## Exercise prompt
Could you copy the data that follows exactly as written, but drop the pictures?

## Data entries
Segment Open

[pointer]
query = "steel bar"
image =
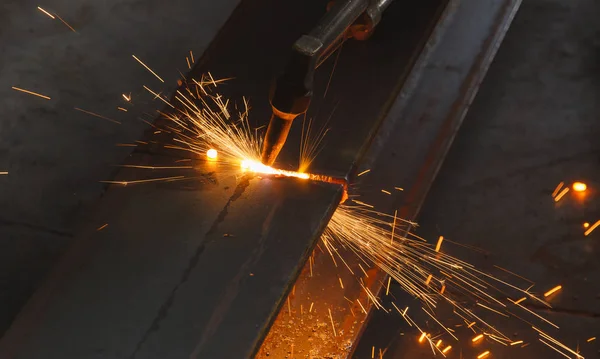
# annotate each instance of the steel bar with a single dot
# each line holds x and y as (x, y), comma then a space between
(406, 153)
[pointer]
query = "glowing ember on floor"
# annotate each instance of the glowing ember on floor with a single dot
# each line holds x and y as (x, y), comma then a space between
(212, 154)
(257, 167)
(579, 187)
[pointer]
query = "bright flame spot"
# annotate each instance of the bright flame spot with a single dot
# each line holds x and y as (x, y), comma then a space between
(212, 154)
(477, 338)
(257, 167)
(579, 187)
(553, 290)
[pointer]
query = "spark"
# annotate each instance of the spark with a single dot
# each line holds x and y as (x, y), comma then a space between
(477, 338)
(561, 194)
(553, 290)
(147, 68)
(557, 189)
(579, 187)
(46, 12)
(258, 167)
(31, 92)
(96, 115)
(212, 154)
(520, 300)
(332, 325)
(439, 244)
(65, 23)
(591, 229)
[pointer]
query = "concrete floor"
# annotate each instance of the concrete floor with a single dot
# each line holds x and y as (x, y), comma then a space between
(533, 124)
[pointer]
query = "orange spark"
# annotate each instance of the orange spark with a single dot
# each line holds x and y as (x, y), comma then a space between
(147, 68)
(66, 24)
(579, 187)
(96, 115)
(46, 12)
(557, 189)
(31, 93)
(332, 325)
(553, 290)
(212, 154)
(561, 194)
(591, 229)
(477, 338)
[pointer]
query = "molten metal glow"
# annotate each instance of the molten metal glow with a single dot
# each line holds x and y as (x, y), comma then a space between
(579, 187)
(212, 154)
(553, 290)
(258, 167)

Segment Closed

## Response area
[pointer]
query = "steel bar"
image =
# annotate each instance of the steel bar with a single dot
# each line holds x and y as (x, y), comma then a space between
(406, 153)
[pointer]
query = "glowing ember on floor"
# annotate each instance of the glowing ember on floor with a single dot
# each line holds x and y as (x, y), comma then a space between
(212, 154)
(257, 167)
(579, 187)
[pointer]
query = "bright flame spot"
# annotate each instance of the bright flame spot with a single dot
# each line holds x and y as (x, y), comma then a space between
(212, 154)
(477, 338)
(257, 167)
(579, 187)
(553, 290)
[pointer]
query = "spark"
# annotate each instance of the spark with a single dot
# each line holds x and y as (x, y), comma then a space between
(477, 338)
(561, 194)
(553, 290)
(147, 68)
(557, 189)
(579, 187)
(46, 12)
(258, 167)
(31, 92)
(96, 115)
(212, 154)
(520, 300)
(332, 325)
(439, 244)
(65, 23)
(591, 229)
[pointer]
query = "concrete floor"
# annotate each instance of the concrete floor with a single dot
# each line holds x and y as (x, y), comma then a space between
(533, 124)
[pointer]
query = "orange spark"
# annotate each instance of the orange spark with a single dot
# each line holds x and y as (x, y), comma then a space between
(147, 68)
(66, 24)
(579, 187)
(96, 115)
(46, 12)
(557, 189)
(31, 93)
(332, 325)
(553, 290)
(212, 154)
(561, 194)
(591, 229)
(477, 338)
[pointer]
query = "molten metal glow"
# annotate each instance of the molten metal glow with a single dot
# each line holds x and y as (x, y), comma then a space between
(579, 187)
(212, 154)
(553, 290)
(258, 167)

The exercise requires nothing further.